■ WRITTEN PROBLEM:
Update each of the items below: change every "Reviewer note" to "Annotator note" and keep everything else the same.

■ PROVIDED ENTRIES:

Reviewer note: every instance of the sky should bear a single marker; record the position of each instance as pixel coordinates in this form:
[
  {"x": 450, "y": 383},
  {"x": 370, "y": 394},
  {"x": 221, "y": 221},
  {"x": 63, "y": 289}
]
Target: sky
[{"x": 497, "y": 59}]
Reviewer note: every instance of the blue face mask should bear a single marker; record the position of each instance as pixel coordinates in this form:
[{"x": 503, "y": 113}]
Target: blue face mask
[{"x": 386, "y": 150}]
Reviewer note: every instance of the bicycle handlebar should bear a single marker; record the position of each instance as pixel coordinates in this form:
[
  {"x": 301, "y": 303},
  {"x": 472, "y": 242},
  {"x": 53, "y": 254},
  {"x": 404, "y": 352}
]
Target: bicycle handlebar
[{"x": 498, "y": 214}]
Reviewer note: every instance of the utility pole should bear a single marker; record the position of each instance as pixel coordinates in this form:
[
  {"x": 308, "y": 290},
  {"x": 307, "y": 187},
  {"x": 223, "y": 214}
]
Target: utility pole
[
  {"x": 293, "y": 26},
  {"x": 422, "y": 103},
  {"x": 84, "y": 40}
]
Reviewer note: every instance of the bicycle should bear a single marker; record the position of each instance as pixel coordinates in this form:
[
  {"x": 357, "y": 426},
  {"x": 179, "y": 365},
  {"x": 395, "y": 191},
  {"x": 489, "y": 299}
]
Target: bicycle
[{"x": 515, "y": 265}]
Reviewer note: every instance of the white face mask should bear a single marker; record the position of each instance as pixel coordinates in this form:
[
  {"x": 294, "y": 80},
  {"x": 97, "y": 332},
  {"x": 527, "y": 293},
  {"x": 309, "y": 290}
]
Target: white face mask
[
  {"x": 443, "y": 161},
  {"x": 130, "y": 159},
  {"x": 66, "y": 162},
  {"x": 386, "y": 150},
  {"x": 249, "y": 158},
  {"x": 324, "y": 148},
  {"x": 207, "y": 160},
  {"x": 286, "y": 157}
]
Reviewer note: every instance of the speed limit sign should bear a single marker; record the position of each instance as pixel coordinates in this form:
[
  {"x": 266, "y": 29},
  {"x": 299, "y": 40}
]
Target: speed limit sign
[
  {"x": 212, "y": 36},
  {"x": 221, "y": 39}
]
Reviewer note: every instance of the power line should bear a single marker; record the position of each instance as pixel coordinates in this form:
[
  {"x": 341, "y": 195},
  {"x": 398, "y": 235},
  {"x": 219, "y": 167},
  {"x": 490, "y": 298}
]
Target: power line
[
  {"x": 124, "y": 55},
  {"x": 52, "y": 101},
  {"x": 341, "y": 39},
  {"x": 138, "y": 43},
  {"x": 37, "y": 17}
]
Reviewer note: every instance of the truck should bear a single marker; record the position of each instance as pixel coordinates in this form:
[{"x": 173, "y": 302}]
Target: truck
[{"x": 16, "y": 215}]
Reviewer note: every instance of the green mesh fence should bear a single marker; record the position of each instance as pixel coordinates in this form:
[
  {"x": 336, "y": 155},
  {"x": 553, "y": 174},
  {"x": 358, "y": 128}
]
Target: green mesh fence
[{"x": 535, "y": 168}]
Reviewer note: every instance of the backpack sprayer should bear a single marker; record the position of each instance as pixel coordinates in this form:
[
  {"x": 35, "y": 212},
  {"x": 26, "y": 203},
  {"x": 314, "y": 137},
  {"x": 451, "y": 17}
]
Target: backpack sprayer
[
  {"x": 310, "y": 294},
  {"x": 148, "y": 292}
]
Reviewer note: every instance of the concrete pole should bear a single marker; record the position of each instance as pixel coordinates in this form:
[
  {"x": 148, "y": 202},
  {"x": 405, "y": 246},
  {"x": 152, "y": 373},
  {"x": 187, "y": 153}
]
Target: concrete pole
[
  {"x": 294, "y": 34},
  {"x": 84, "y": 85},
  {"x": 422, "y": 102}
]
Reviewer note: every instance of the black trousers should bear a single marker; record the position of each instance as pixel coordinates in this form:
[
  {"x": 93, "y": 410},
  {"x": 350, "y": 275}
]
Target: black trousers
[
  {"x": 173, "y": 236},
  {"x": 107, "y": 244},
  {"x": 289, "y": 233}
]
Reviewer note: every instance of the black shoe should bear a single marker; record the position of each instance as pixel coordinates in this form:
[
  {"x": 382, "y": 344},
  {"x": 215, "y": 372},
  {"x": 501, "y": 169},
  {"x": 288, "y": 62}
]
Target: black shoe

■ TASK RESULT:
Annotator note: every instance of the sky should bear a single marker; record the position of each instance as pixel coordinates in this form:
[
  {"x": 450, "y": 383},
  {"x": 370, "y": 394},
  {"x": 221, "y": 221},
  {"x": 63, "y": 289}
]
Target: sky
[{"x": 497, "y": 59}]
Annotator note: every instance of the blue face mask should bear a single marker; record the position of each instance as pixel coordinates in this form:
[{"x": 503, "y": 113}]
Target: blue face mask
[{"x": 386, "y": 150}]
Annotator note: every instance of the bicycle handlebar should bear a single marker; record the position of each instance as pixel coordinates in this form:
[
  {"x": 301, "y": 303},
  {"x": 472, "y": 242},
  {"x": 53, "y": 254},
  {"x": 404, "y": 352}
]
Target: bicycle handlebar
[{"x": 498, "y": 214}]
Annotator note: every instance of the utility pole should bear a single marker; record the position of each instance as pixel coordinates in this form:
[
  {"x": 308, "y": 290},
  {"x": 307, "y": 187},
  {"x": 223, "y": 214}
]
Target: utility pole
[
  {"x": 293, "y": 26},
  {"x": 422, "y": 103},
  {"x": 84, "y": 40}
]
Annotator note: every instance of the bicycle should bear a single marker; record the position of each instance as pixel coordinates in this form:
[
  {"x": 357, "y": 426},
  {"x": 179, "y": 365},
  {"x": 395, "y": 191},
  {"x": 489, "y": 299}
]
Target: bicycle
[{"x": 515, "y": 265}]
Annotator note: every instance of the white face mask should bear a single marker; record the position of each instance as pixel coordinates in this form:
[
  {"x": 294, "y": 80},
  {"x": 97, "y": 332},
  {"x": 527, "y": 293},
  {"x": 309, "y": 290}
]
Target: white face mask
[
  {"x": 443, "y": 161},
  {"x": 130, "y": 159},
  {"x": 66, "y": 162},
  {"x": 386, "y": 150},
  {"x": 249, "y": 158},
  {"x": 324, "y": 148},
  {"x": 207, "y": 160},
  {"x": 286, "y": 157}
]
Annotator note: every instance of the speed limit sign should bear a single marker; record the position of each instance as pixel coordinates in this form:
[
  {"x": 266, "y": 29},
  {"x": 299, "y": 40}
]
Target: speed limit sign
[
  {"x": 212, "y": 36},
  {"x": 221, "y": 39}
]
Annotator note: every instance of the power line should bear a single marker; record the position of each instance as pixel coordinates in this form:
[
  {"x": 341, "y": 195},
  {"x": 398, "y": 235},
  {"x": 219, "y": 167},
  {"x": 490, "y": 298}
]
Target: power line
[
  {"x": 124, "y": 55},
  {"x": 52, "y": 101},
  {"x": 341, "y": 39},
  {"x": 138, "y": 43},
  {"x": 37, "y": 17}
]
Annotator note: every instance of the truck should bear a single marker; record the position of each instance as pixel coordinates in this form:
[{"x": 173, "y": 302}]
Target: truck
[{"x": 16, "y": 215}]
Annotator note: every instance of the green mesh fence should bear a single marker; record the position of each instance as pixel coordinates in this form:
[
  {"x": 336, "y": 155},
  {"x": 553, "y": 174},
  {"x": 358, "y": 128}
]
Target: green mesh fence
[{"x": 535, "y": 168}]
Annotator note: every instance of the backpack sprayer should bear a single marker; record the position of each instance as pixel coordinates in this form:
[
  {"x": 35, "y": 212},
  {"x": 26, "y": 203},
  {"x": 314, "y": 137},
  {"x": 451, "y": 17}
]
Target: backpack sprayer
[
  {"x": 310, "y": 294},
  {"x": 148, "y": 292}
]
Annotator note: every instance of the concrete pole should bear a single marker; record the position of each instance as pixel coordinates in this form:
[
  {"x": 148, "y": 202},
  {"x": 405, "y": 246},
  {"x": 152, "y": 373},
  {"x": 187, "y": 153}
]
Target: concrete pole
[
  {"x": 294, "y": 34},
  {"x": 84, "y": 85},
  {"x": 422, "y": 102}
]
Annotator note: every instance of the black trousers should bear a single marker; record the position of each instance as pixel coordinates in this form:
[
  {"x": 93, "y": 410},
  {"x": 350, "y": 275}
]
Target: black trousers
[
  {"x": 173, "y": 236},
  {"x": 107, "y": 244},
  {"x": 289, "y": 233}
]
Annotator note: every instance of the black shoe should bear a single marker; record the position of each instance as pixel coordinates in this form:
[
  {"x": 382, "y": 344},
  {"x": 215, "y": 372},
  {"x": 501, "y": 169},
  {"x": 288, "y": 62}
]
Target: black shoe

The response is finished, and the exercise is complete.